Reproduce the records exactly.

- **EXERCISE MATERIAL**:
═══
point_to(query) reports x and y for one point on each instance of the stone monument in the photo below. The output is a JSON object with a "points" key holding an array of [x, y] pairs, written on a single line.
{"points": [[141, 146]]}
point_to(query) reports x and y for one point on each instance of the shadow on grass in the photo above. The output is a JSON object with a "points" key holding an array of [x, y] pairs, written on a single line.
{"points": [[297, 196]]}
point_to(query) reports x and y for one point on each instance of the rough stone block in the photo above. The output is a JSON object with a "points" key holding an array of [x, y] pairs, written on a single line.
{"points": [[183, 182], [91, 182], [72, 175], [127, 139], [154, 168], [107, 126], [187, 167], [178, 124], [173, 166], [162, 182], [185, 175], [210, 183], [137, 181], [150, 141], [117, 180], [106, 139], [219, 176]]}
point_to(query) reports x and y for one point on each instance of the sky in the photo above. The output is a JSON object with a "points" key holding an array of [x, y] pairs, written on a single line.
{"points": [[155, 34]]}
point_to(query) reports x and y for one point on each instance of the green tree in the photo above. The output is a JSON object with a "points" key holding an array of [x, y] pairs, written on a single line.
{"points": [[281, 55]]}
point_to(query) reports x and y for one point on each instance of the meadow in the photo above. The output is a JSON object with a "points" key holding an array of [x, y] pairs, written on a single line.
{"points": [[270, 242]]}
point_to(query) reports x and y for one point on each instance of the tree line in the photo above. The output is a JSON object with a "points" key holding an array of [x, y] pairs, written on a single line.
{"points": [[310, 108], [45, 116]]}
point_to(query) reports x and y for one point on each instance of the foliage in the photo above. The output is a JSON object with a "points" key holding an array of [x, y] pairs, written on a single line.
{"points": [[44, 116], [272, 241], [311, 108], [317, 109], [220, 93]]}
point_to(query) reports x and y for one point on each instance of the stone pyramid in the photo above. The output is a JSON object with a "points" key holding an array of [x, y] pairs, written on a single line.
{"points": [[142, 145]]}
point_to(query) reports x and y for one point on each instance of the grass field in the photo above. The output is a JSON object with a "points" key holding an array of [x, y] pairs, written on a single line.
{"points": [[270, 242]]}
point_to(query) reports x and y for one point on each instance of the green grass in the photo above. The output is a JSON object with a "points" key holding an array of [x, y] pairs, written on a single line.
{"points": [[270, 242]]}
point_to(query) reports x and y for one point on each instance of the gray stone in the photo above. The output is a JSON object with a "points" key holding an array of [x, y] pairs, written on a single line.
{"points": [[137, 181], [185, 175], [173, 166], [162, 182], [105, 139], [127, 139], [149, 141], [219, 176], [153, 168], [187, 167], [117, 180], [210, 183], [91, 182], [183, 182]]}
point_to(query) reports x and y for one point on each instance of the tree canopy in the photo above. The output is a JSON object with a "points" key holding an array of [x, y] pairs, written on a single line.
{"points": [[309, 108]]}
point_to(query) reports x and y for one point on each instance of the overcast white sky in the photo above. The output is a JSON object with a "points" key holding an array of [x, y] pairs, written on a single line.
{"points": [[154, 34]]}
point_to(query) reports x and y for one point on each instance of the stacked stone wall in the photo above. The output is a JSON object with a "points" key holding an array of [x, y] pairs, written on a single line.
═══
- **FULL SOLUTION**:
point_to(query) reports x and y for one point on each instance of the stone monument in the photo below. The output is a JSON object with a "points" key holding an array of [x, y] pairs, written on a single line.
{"points": [[141, 146]]}
point_to(query) reports x and y for one point on each instance of the shadow on grass in the photo above. The output is a JSON object with a "points" key holding an array of [x, y] pairs, written on a single line.
{"points": [[297, 196]]}
point_to(query) reports x and y for one point on each instance of the rough stone block in the photo above. The output is a JSON object with a "points" key holding an array of [x, y] pairs, written on a single line.
{"points": [[183, 182], [91, 182], [72, 175], [127, 139], [154, 168], [107, 126], [187, 167], [178, 124], [173, 166], [162, 182], [185, 175], [210, 183], [137, 181], [150, 141], [117, 180], [106, 139], [219, 176]]}
point_to(query) reports x and y for one point on each instance of the sky in the photo above. The output is a JSON object with a "points" key holding an array of [x, y] pairs, written on a single line.
{"points": [[155, 34]]}
point_to(query) reports x and y for one point on each instance of the green tree in the photo above. The output is a JSON object with a "points" key holding an array of [x, y] pairs, written on a single line.
{"points": [[281, 55]]}
point_to(query) reports x and y for one point on each instance of the meadow in the photo above. The output is a JSON object with a "points" key holding an array of [x, y] pairs, written on a single line.
{"points": [[270, 242]]}
point_to(query) reports x and y for one point on each instance of the tree line in the photo above. The output is a JSON object with a "points" key holding an array of [x, y] pairs, written on a single line.
{"points": [[310, 108], [45, 116]]}
point_to(query) reports x and y for one point on each instance of the foliage in the photo above. The output is a JSON object with a "points" key holding an array of [x, y] pairs, written on a single line.
{"points": [[44, 116], [272, 241], [311, 108], [317, 109], [220, 93]]}
point_to(query) reports x and y for one point on each instance of the stone pyramid in the photo above. The output is a JSON object with a "points" key holding an array of [x, y] pairs, written on a single line.
{"points": [[142, 145]]}
point_to(query) reports x and y for one point on each instance of the grass field in the photo above. The output is a JSON object with a "points" key holding an array of [x, y] pairs, written on a single line.
{"points": [[270, 242]]}
point_to(query) reports x and y for one point on each instance of the green grass in the photo above. The output is a JSON object with a "points" key holding an array of [x, y] pairs, written on a single line.
{"points": [[270, 242]]}
point_to(query) reports x and y for one point on each instance of the gray stone in the photo above. The output is a JSON object with a "points" key holding an array of [x, y] pairs, written on a single line.
{"points": [[137, 181], [185, 175], [173, 166], [162, 182], [105, 139], [127, 139], [149, 141], [219, 176], [153, 168], [187, 167], [117, 180], [210, 183], [91, 182], [183, 182]]}
point_to(query) reports x and y for one point on each instance of the tree canopy in the photo above. The output is a JSON object with a "points" key holding an array of [x, y] pairs, written on a single line.
{"points": [[309, 108]]}
point_to(query) reports x and y for one point on each instance of the overcast white sky in the photo above. The output is a JSON object with a "points" key holding an array of [x, y] pairs, written on a single line.
{"points": [[154, 34]]}
point_to(query) reports x and y for one point on each instance of the stacked stone wall in the photo above. The output is a JSON object with a "points" key holding an array of [x, y] pairs, written on a single line.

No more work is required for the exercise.